Short exercise: Return the data below line for line, without any alteration, and omit any images from your reply.

Given data:
========

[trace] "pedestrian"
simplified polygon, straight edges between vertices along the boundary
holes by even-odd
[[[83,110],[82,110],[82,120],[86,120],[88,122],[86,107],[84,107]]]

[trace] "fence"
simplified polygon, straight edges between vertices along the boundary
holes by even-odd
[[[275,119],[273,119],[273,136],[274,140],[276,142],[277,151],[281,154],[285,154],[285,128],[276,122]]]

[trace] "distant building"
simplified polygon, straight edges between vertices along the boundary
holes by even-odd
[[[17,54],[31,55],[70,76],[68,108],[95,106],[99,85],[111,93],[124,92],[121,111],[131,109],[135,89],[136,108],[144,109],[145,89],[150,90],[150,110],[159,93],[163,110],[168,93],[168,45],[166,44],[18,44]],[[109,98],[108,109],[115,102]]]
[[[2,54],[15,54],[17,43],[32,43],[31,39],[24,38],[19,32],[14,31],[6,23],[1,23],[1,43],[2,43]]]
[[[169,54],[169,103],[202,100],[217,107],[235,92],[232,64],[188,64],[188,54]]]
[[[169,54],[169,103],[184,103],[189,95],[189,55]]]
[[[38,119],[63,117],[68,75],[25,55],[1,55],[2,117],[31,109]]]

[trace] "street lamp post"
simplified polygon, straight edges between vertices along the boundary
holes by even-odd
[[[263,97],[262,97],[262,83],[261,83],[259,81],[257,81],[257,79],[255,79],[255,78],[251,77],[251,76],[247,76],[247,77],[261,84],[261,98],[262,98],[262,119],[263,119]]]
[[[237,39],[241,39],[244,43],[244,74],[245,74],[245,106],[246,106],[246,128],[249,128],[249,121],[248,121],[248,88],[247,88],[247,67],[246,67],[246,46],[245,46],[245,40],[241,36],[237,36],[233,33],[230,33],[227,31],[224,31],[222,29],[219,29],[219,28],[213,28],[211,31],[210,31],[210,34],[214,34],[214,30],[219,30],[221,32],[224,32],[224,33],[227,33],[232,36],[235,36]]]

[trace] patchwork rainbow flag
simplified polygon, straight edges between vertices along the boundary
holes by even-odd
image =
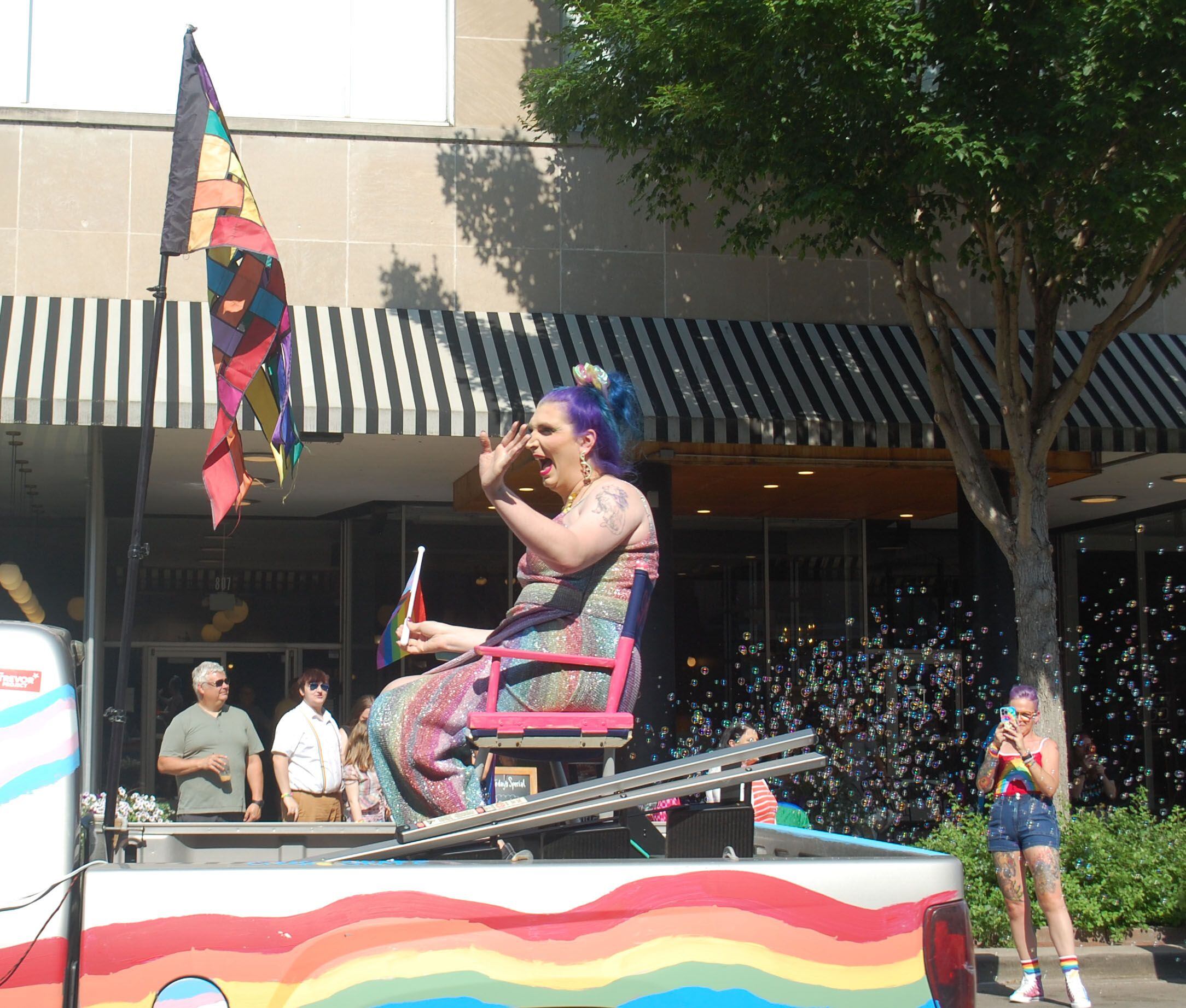
[[[185,33],[168,172],[162,255],[206,250],[218,417],[202,482],[215,526],[251,486],[235,417],[243,398],[268,432],[280,483],[301,454],[292,415],[292,323],[276,246],[227,129],[210,73]]]
[[[420,591],[420,565],[425,561],[425,547],[416,547],[416,565],[412,569],[412,577],[403,586],[403,595],[400,596],[400,604],[395,606],[395,612],[387,621],[383,636],[378,638],[378,650],[375,651],[376,668],[384,668],[402,659],[407,651],[408,635],[397,635],[400,627],[412,619],[419,623],[425,618],[425,596]]]

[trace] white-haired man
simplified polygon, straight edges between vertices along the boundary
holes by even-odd
[[[227,702],[218,662],[202,662],[192,678],[198,702],[168,723],[157,759],[159,772],[177,777],[177,821],[255,822],[263,807],[263,744],[247,713]]]

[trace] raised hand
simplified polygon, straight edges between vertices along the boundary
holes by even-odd
[[[482,443],[482,454],[478,456],[478,476],[482,480],[482,489],[487,497],[502,489],[503,480],[519,452],[523,451],[530,436],[531,429],[518,420],[511,424],[511,429],[503,435],[503,439],[493,447],[491,447],[490,436],[485,431],[478,435],[478,441]]]

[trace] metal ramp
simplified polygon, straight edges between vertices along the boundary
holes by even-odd
[[[713,788],[729,788],[759,777],[785,777],[802,770],[818,770],[827,765],[823,756],[816,752],[797,752],[814,745],[815,741],[815,731],[805,728],[750,745],[713,750],[612,777],[582,781],[541,795],[512,798],[426,820],[419,826],[397,829],[394,840],[340,850],[319,860],[342,862],[412,858],[432,850],[447,850],[496,837],[531,833],[557,823],[614,813],[662,798],[682,797],[703,791],[706,784]],[[790,752],[797,755],[780,756],[753,766],[741,765],[746,759],[761,759],[765,756]],[[710,782],[706,781],[704,773],[718,769],[720,772],[713,773]]]

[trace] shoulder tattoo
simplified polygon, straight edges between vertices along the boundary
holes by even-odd
[[[593,501],[593,513],[601,515],[601,527],[611,532],[621,532],[625,525],[626,492],[621,487],[606,487],[598,490]]]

========

Result for this task:
[trace] "pedestrian"
simplified polygon, straight edges between vertices along the boundary
holes by even-odd
[[[83,110],[82,110],[82,120],[86,120],[88,122],[86,107],[84,107]]]

[trace] "fence"
simplified polygon, straight edges between vertices along the boundary
holes by even-odd
[[[275,119],[273,119],[273,136],[274,140],[276,142],[277,151],[281,154],[285,154],[285,128],[276,122]]]

[trace] "distant building"
simplified polygon, straight edges between vertices along the boundary
holes by even-odd
[[[17,54],[31,55],[70,76],[68,108],[95,106],[99,85],[111,93],[124,92],[121,111],[131,109],[135,89],[136,108],[144,109],[145,89],[150,90],[150,110],[159,93],[163,110],[168,93],[168,45],[166,44],[18,44]],[[109,98],[108,109],[115,102]]]
[[[2,54],[15,54],[17,43],[32,43],[31,39],[24,38],[19,32],[14,31],[6,23],[1,23],[1,43],[2,43]]]
[[[169,54],[169,103],[202,100],[217,107],[235,92],[232,64],[188,64],[188,54]]]
[[[169,54],[169,103],[184,103],[189,95],[189,55]]]
[[[38,119],[63,117],[68,75],[25,55],[1,55],[2,117],[31,109]]]

[trace] "street lamp post"
simplified polygon, straight edges between vertices along the boundary
holes by even-odd
[[[263,97],[262,97],[262,83],[261,83],[259,81],[257,81],[257,79],[255,79],[255,78],[251,77],[251,76],[247,76],[247,77],[261,84],[261,98],[262,98],[262,119],[263,119]]]
[[[237,39],[241,39],[244,43],[244,74],[245,74],[245,106],[246,106],[246,128],[249,128],[249,121],[248,121],[248,88],[247,88],[247,67],[246,67],[246,46],[245,46],[245,40],[241,36],[237,36],[233,33],[230,33],[227,31],[224,31],[222,29],[219,29],[219,28],[213,28],[211,31],[210,31],[210,34],[214,34],[214,30],[219,30],[221,32],[224,32],[224,33],[227,33],[232,36],[235,36]]]

[trace] patchwork rainbow flag
simplified polygon, straight edges between vertices along the boundary
holes by even-odd
image =
[[[185,33],[168,172],[162,255],[206,250],[218,417],[202,482],[215,526],[251,486],[235,417],[243,398],[268,432],[280,483],[301,454],[292,415],[292,323],[276,246],[227,129],[210,73]]]
[[[420,591],[420,565],[425,561],[425,547],[416,547],[416,565],[412,569],[412,577],[403,586],[403,595],[400,596],[400,604],[395,606],[395,612],[387,621],[383,636],[378,638],[378,650],[375,651],[376,668],[384,668],[402,659],[407,651],[408,635],[397,635],[400,627],[412,619],[419,623],[425,618],[425,596]]]

[trace] white-haired man
simplified polygon, straight edges between vertices along the boundary
holes by even-odd
[[[227,702],[218,662],[202,662],[192,678],[198,702],[168,723],[157,759],[159,772],[177,777],[177,821],[255,822],[263,807],[263,744],[247,713]]]

[trace] raised hand
simplified polygon, straight edges between vertices along the boundary
holes by even-odd
[[[482,443],[482,454],[478,456],[478,476],[482,480],[482,489],[487,497],[502,489],[503,480],[519,452],[523,451],[530,436],[531,429],[518,420],[511,424],[511,429],[503,435],[503,439],[493,447],[491,447],[490,436],[485,431],[478,435],[478,441]]]

[trace] metal ramp
simplified polygon, straight edges between vertices along the boundary
holes by even-odd
[[[713,788],[729,788],[759,777],[785,777],[802,770],[818,770],[827,765],[823,756],[816,752],[797,752],[814,745],[815,741],[815,731],[805,728],[750,745],[713,750],[612,777],[582,781],[541,795],[512,798],[426,820],[419,826],[397,829],[394,840],[340,850],[319,860],[342,862],[412,858],[432,850],[447,850],[496,837],[531,833],[557,823],[614,813],[662,798],[682,797],[703,791],[706,784]],[[790,752],[797,755],[780,756],[753,766],[741,765],[746,759],[761,759],[765,756]],[[710,782],[706,781],[704,773],[718,769],[720,772],[713,773]]]

[trace] shoulder tattoo
simplified polygon, straight edges between vertices along the boundary
holes by even-odd
[[[593,501],[593,513],[601,515],[601,527],[611,532],[621,532],[625,525],[626,492],[621,487],[606,487],[598,490]]]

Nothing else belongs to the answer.